Stated exercise 1: In the blog post on brand names, which two older brands are given as examples of names that came to stand for the product itself?

Passage to read:
━━━━━━━━━━━━━━━━━━━━
A quick follow up to my last post on the evolution of the name "blog." One of the reasons I think that this name has evolved is that no one managed to own the term and successfully brand it. It is quite a feat for a company's brand to be so omni-present that it actually encompasses the underlying good or service. The obvious ones in the past were things like Xerox for copies and Kleenex for tissues.

I think Google is an example of a more recent one. The term Google now means "to search the web" and, more importantly, when someone tells you they did a web-search on a subject, you automatically conjure up images of a Google search. A web search is a Google search and vice versa. This is a pretty impressive feat.

The same thing did not happen with the term blog though. For whatever reason, no one has yet to grab a material share of the blog market and thereby inextricably tie the term to their product. As a result the name drifts and now encompasses things like Topix forums, MySpace pages, etc. Imagine though if Six Apart would have locked down the blog market in the same manner that Google has locked down search. Usage of the term "blog" would immediately conjure up images of the Moveable Type product and the brand it conveys. Similar to how the term "operating system" immediately conjures up images of Windows - er, Vista.

Without an owner, a name, like a stray dog, tends to wander.

May 3, 2007

Name Redux: Owning Your Market

One more thought I my last couple of posts on names and brands. I stated in my last post that the Google brand was so omni-present that it actually became synonymous with the underlying service involved: web search. As a result everyone knows what i means to "Google" someone and when one talks about web search, immediate images of Google searches are conjured up.

So where does that leave the competition? Not in a good place. Yahoo has been struggling for its identity for a while. One of the reasons is that they no longer own their core offering - web search. Yahoo used to own its core offering, when the site was primarily a directory. But the web evolved beyond that, search came to be the preferred surfing method, Google grabbed that market and Yahoo got lost in the dust. Now it is a non-branded site propped up primarily by email users (i.e. the Yahoo "power user").

But Yahoo is not alone. Ask, Microsoft and many "vertical search" folks tend to spend a lot of time and money on products and marketing that are designed to compete with Google in the search space. But Google is the search space. This leads to the perverse result that when these competitors market around their search capabilities, they're actually re-enforcing the Google brand in the mind of the consumer. Is it any wonder that these past few years, with all of the resources spent by these competitors on products and marketing that Google's market share has actually increased.
━━━━━━━━━━━━━━━━━━━━
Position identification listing
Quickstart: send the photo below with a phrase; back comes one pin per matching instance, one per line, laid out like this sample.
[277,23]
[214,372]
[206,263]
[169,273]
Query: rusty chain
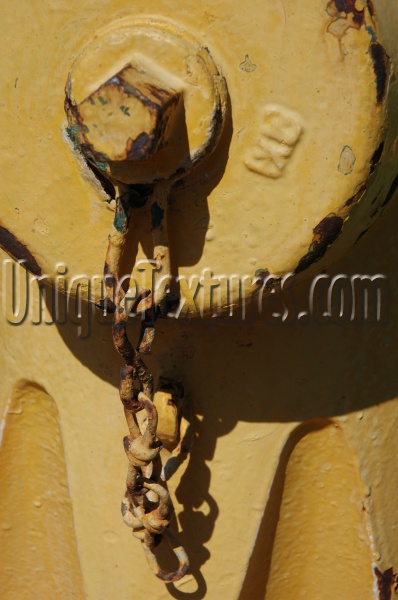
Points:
[146,506]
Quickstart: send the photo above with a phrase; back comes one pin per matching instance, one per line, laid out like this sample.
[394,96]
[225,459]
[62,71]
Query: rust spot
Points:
[391,191]
[19,251]
[348,6]
[356,197]
[385,583]
[260,276]
[345,15]
[325,233]
[381,66]
[371,8]
[376,157]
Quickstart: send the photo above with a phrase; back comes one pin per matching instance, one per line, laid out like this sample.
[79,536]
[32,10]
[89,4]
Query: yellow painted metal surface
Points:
[250,506]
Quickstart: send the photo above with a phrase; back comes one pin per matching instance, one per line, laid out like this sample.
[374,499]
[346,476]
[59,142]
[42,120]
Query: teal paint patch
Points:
[347,161]
[125,110]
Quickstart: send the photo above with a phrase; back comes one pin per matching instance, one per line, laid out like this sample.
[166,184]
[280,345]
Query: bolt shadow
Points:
[257,574]
[188,214]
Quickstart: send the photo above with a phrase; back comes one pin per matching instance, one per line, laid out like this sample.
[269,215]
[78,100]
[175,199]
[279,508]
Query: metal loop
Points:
[178,551]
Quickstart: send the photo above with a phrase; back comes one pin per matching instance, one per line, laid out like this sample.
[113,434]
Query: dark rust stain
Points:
[385,583]
[362,234]
[381,66]
[139,148]
[391,191]
[19,251]
[157,215]
[376,157]
[106,184]
[340,9]
[325,233]
[348,6]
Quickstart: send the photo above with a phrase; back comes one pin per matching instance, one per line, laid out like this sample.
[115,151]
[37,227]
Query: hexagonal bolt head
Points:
[125,119]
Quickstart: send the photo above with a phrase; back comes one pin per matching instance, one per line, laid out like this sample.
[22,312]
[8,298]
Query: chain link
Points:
[146,507]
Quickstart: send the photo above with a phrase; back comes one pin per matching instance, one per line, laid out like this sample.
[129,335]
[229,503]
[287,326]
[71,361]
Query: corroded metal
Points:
[146,506]
[125,119]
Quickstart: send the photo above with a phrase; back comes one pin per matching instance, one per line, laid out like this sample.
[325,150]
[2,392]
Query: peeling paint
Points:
━━━━━━━━━━━━━━━━━━━━
Stated exercise 2: Find every line in the listing that contains the word "metal", and copy each of those lines.

Exercise solution 1: Xerox for copies and Kleenex for tissues.

Exercise solution 2:
Query: yellow painted metal surface
Query: metal loop
Query: corroded metal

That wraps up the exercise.